* [WORK ITEM] Reproduce the data below in full. Nothing should differ from the original.

GIVEN INFORMATION START

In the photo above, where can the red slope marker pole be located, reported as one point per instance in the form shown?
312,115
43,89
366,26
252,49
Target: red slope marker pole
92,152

GIVEN INFORMATION END

* [ANSWER SECTION]
In the photo above, where can the red slope marker pole be located, reported as one point per instance in the form shown?
312,115
43,89
366,26
252,49
Target: red slope marker pole
92,152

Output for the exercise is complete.